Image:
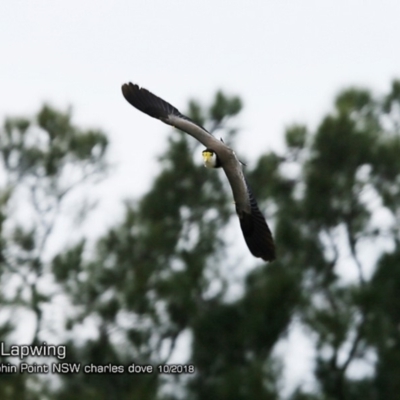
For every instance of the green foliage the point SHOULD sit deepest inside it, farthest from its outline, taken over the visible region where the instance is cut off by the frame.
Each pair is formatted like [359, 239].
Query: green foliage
[162, 273]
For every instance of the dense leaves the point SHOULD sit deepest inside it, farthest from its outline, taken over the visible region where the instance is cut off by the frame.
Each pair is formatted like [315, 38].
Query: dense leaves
[163, 278]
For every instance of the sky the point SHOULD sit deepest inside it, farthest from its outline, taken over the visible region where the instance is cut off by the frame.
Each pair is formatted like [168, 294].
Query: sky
[286, 59]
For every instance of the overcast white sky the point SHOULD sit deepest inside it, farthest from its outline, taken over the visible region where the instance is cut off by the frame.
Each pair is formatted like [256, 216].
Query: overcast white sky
[286, 59]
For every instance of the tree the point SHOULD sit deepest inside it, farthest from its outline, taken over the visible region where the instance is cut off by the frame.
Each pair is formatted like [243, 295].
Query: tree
[159, 276]
[44, 158]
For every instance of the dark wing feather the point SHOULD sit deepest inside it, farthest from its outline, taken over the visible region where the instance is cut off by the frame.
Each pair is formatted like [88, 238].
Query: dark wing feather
[151, 104]
[256, 232]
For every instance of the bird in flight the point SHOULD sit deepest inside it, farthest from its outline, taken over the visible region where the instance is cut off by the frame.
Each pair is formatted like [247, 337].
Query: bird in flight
[217, 154]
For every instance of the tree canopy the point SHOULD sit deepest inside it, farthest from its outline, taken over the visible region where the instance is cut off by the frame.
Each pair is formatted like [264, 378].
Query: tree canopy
[161, 277]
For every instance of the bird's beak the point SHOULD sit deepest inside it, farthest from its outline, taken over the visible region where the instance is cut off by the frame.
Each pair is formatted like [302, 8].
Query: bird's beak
[206, 156]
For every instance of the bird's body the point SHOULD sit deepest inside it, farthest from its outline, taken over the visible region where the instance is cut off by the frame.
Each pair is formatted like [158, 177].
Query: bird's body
[217, 154]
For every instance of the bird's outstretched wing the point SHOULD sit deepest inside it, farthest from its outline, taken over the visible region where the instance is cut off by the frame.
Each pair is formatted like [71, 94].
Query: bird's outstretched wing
[254, 227]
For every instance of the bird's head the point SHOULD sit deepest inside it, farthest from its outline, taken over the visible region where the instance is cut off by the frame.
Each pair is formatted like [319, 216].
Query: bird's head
[210, 159]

******

WHAT YOU NEED TO DO. Rewrite every line of the material from the line with "For every instance of the tree canopy" through the end of the material. Shift each point coordinate in the answers by adding 114 to it, and leave every other bracketed pair unchanged.

RESULT FOR THIS TASK.
For every instance of the tree canopy the point SHOULD sit deepest inside it, farthest from its outline, taken over the visible region where the instance is cut off by the frame.
Each pair is formatted like [264, 378].
Query: tree canopy
[275, 391]
For every instance of the bird's beak the point SHOULD sit deepest inside it, farthest from its outline, taken over the visible region where the instance is cut off by the frame.
Each pair is formatted like [302, 8].
Query: bird's beak
[320, 270]
For every instance of the bird's body the point SHOULD sit deepest inside it, farthest from its outline, taken over the visible region where the instance is cut off by the frame.
Each pair is formatted like [158, 177].
Query: bird's body
[331, 268]
For every instance of the bird's outstretched wing the point SHOULD sit deepest inside it, farthest from its outline, taken over the visible region where the instance is cut off by the frame.
Each pair is formatted like [71, 94].
Query: bird's outstretched wing
[368, 341]
For every instance of the bird's head the point SHOULD sit deepest inside it, farthest from its outline, taken over the visible region where the instance is cut off by the frame.
Each pair is formatted like [319, 216].
Query: bird's head
[324, 273]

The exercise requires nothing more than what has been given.